Problem requirements: Output all of the material below as a two-column CSV with the header text,answer. Give one row per "Target:" line: put its full wording and its result each in a double-quoted field, turn line breaks into spaces, and leave out the picture markers.

====

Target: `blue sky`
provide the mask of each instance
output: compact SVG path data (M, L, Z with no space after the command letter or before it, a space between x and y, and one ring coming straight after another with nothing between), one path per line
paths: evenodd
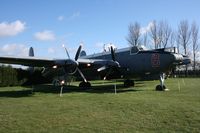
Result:
M128 25L146 28L166 20L173 29L187 19L200 25L199 0L0 0L0 55L66 58L62 44L74 57L80 42L87 53L103 44L129 46Z

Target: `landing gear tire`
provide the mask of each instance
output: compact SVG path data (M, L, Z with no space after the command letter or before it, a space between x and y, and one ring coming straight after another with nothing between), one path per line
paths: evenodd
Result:
M81 88L89 88L89 87L91 87L91 84L90 84L90 82L84 82L84 81L82 81L79 84L79 87L81 87Z
M164 91L165 89L166 89L166 86L165 86L165 85L163 85L163 86L157 85L157 86L156 86L156 91Z
M129 79L127 79L127 80L125 80L124 81L124 87L130 87L130 86L135 86L135 82L133 81L133 80L129 80Z

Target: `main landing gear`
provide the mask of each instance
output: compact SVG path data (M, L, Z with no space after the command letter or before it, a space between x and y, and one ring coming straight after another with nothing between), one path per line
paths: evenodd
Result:
M160 74L160 84L156 86L156 91L165 91L165 90L167 90L166 86L164 85L164 82L165 82L165 74L161 73Z
M130 79L127 79L124 81L124 87L130 87L130 86L135 86L135 82L134 80L130 80Z
M82 81L82 82L79 84L79 87L82 87L82 88L89 88L89 87L91 87L91 84L90 84L90 82Z

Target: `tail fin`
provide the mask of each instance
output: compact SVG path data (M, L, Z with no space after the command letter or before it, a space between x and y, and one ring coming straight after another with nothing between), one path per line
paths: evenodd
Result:
M30 47L29 49L29 54L28 54L30 57L33 57L34 56L34 50L33 50L33 47ZM34 67L29 67L28 68L28 71L30 72L30 74L33 74L34 72Z
M84 50L82 50L81 53L80 53L80 57L86 56L86 55L87 55L86 52Z
M29 49L29 56L30 56L30 57L33 57L33 56L34 56L33 47L30 47L30 49Z

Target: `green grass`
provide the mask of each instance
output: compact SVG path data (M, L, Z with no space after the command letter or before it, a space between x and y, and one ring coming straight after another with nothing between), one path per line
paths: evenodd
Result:
M200 132L200 79L168 79L135 88L93 82L92 89L50 85L0 88L0 133L8 132ZM77 83L73 83L77 85Z

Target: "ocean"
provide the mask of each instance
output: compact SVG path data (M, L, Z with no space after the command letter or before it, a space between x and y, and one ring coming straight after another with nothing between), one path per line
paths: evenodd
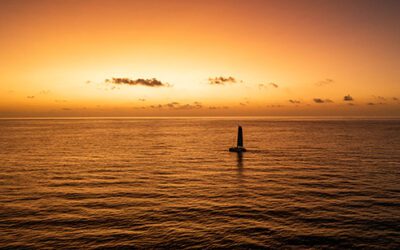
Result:
M399 249L400 120L1 119L0 247Z

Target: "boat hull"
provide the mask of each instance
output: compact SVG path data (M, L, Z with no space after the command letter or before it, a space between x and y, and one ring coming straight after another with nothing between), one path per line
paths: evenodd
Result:
M246 152L246 149L242 148L242 147L232 147L232 148L229 148L229 152L241 153L241 152Z

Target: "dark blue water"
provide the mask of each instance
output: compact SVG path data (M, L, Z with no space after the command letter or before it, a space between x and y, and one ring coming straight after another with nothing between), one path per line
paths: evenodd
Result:
M400 248L400 120L0 120L0 247Z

====

Result:
text,answer
"Target: `blue sky` provide the mask of each instance output: compact SVG path data (M, L, Z with no space after the command letter or before it, a space between x and y, and one ring coming straight after another with nothing between), one path per line paths: evenodd Result:","M128 25L146 28L166 20L173 29L187 19L200 25L199 0L0 0L0 55L66 58L62 44L74 57L80 42L87 53L103 44L129 46Z"
"Target: `landing gear tire` provide the mask of each instance output: compact SVG path data (M, L, Z with no space after the command letter or before it, a space between x and y, and one ring coming straight after another with nothing between), one path per line paths: evenodd Result:","M81 88L89 88L89 87L91 87L91 84L90 84L90 82L84 82L84 81L82 81L79 84L79 87L81 87Z M164 91L165 89L166 89L166 86L165 86L165 85L163 85L163 86L157 85L157 86L156 86L156 91Z M129 79L127 79L127 80L125 80L124 81L124 87L130 87L130 86L135 86L135 82L133 81L133 80L129 80Z"
"Target: `main landing gear` provide the mask of each instance output: compact SVG path data (M, L, Z with no space after the command letter or before it, a space between x and y, and one ring coming straight after another with nothing between), one path per line paths: evenodd Result:","M160 74L160 84L156 86L156 91L165 91L165 90L167 90L166 86L164 85L164 82L165 82L165 74L161 73Z M130 79L127 79L124 81L124 87L130 87L130 86L135 86L135 82L134 80L130 80Z M82 81L82 82L79 84L79 87L82 87L82 88L89 88L89 87L91 87L91 84L90 84L90 82Z"
"Target: `tail fin` provide the mask of each instance output: compact SVG path data (M, L, Z with no space after the command letter or before it, a space between x and y, and one ring coming straight after another with nothing between), one path per line paths: evenodd Result:","M30 47L29 49L29 54L28 54L30 57L33 57L34 56L34 50L33 50L33 47ZM34 67L29 67L28 68L28 71L30 72L30 74L33 74L34 72Z M84 50L82 50L81 53L80 53L80 57L86 56L86 55L87 55L86 52Z M29 49L29 56L30 56L30 57L33 57L33 56L34 56L33 47L30 47L30 49Z"
"Target: `green grass` provide the mask of each instance output: compact SVG path data (M, L, Z with no space after the command letter or before it, a space between x and y, and one ring coming straight after another with nothing between), one path per line paths: evenodd Result:","M200 132L200 79L168 79L135 88L93 82L92 89L50 85L0 88L0 133L8 132ZM77 83L73 83L77 85Z"
"Target: ""ocean"" provide the mask of each instance output: compact SVG path data (M, L, Z with no space after the command letter or before it, a space between x and y, and one ring coming straight after another with nothing between), one path per line paths: evenodd Result:","M399 249L400 120L1 119L0 247Z"
"Target: ""boat hull"" provide the mask of each instance output: compact SVG path data (M, L, Z with no space after the command letter or before it, a space between x and y, and one ring coming straight after another with nothing between), one path per line paths: evenodd Result:","M246 152L246 149L242 148L242 147L232 147L232 148L229 148L229 152L241 153L241 152Z"
"Target: ""dark blue water"" provide the mask of each instance output: compact SVG path data (M, L, Z with no space after the command letter or before it, a space between x and y, and one ring coming straight after another with nothing between), one path per line paths: evenodd Result:","M400 248L400 120L0 120L0 247Z"